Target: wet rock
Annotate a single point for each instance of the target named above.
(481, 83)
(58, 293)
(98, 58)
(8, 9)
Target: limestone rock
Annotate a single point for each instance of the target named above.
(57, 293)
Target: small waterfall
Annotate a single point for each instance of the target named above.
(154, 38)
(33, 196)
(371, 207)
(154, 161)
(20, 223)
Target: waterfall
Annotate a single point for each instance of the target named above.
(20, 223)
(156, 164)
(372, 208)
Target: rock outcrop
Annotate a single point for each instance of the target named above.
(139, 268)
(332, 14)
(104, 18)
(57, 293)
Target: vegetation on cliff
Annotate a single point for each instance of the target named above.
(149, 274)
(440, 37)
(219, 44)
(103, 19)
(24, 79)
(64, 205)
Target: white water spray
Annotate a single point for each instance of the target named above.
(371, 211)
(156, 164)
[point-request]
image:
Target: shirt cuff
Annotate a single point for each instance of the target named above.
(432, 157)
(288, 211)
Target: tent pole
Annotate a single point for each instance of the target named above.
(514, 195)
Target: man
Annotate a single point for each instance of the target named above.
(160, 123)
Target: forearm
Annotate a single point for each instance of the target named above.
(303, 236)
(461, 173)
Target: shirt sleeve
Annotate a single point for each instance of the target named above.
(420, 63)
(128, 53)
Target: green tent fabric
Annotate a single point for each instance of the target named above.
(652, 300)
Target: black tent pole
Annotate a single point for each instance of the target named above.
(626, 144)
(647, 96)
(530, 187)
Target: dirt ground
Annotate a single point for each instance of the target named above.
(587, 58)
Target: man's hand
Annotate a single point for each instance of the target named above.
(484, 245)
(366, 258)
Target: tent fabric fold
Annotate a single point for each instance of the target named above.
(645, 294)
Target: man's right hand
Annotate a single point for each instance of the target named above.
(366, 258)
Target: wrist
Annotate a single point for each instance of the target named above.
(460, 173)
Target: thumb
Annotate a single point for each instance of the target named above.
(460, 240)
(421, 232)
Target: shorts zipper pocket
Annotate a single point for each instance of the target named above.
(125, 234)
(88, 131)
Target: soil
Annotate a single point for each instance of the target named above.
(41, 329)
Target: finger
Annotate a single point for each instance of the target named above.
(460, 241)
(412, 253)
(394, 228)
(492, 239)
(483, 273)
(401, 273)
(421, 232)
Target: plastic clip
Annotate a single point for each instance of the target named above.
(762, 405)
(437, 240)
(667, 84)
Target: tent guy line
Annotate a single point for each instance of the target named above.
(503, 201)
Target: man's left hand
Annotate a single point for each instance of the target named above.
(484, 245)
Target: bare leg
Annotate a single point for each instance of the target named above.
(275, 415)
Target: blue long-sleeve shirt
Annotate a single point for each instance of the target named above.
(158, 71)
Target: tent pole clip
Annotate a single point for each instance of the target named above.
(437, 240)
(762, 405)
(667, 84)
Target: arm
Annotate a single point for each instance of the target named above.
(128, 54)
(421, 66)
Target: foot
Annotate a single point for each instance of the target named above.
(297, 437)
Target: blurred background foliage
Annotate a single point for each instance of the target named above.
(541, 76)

——————————

**Work to complete**. Read through the listing and copy each line in which the word "rock" occurs.

**Your solution**.
Target: wet rock
Target: limestone rock
Target: rock outcrop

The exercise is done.